§ Supplied information:
- - -

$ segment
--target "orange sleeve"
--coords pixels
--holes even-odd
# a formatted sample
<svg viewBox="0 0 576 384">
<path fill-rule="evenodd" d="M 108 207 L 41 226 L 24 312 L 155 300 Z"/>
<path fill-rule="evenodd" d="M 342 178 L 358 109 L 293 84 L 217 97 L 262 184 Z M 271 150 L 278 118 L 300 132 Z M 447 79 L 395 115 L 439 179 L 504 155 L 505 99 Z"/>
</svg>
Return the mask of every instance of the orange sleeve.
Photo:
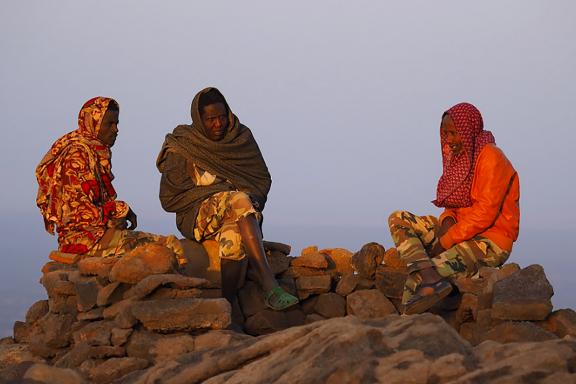
<svg viewBox="0 0 576 384">
<path fill-rule="evenodd" d="M 454 209 L 445 208 L 444 212 L 442 212 L 440 214 L 440 217 L 438 218 L 438 224 L 442 225 L 442 222 L 449 217 L 453 218 L 454 221 L 456 221 L 456 212 L 454 211 Z"/>
<path fill-rule="evenodd" d="M 496 146 L 487 145 L 482 150 L 470 192 L 472 205 L 458 208 L 458 221 L 440 239 L 445 249 L 471 239 L 494 224 L 515 173 L 512 164 Z"/>
</svg>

- - -

§ How to complete this task: What's needed is an exact copy of every entry, free of pictures.

§ Answer to this exercise:
$ segment
--target "orange sleeve"
--coords pixels
--holes even-odd
# a formatted sample
<svg viewBox="0 0 576 384">
<path fill-rule="evenodd" d="M 108 207 L 41 226 L 24 312 L 155 300 Z"/>
<path fill-rule="evenodd" d="M 342 178 L 358 109 L 293 84 L 217 97 L 262 184 Z M 271 150 L 278 118 L 300 132 Z M 447 79 L 395 115 L 439 179 L 504 155 L 505 99 Z"/>
</svg>
Return the mask of every instance of the orange sleeve.
Photo:
<svg viewBox="0 0 576 384">
<path fill-rule="evenodd" d="M 454 209 L 445 208 L 444 212 L 442 212 L 440 214 L 440 217 L 438 218 L 438 224 L 442 225 L 442 222 L 449 217 L 453 218 L 454 221 L 456 221 L 456 212 L 454 211 Z"/>
<path fill-rule="evenodd" d="M 496 146 L 487 145 L 482 150 L 470 192 L 472 205 L 458 208 L 458 221 L 440 239 L 445 249 L 471 239 L 494 224 L 515 173 L 512 164 Z"/>
</svg>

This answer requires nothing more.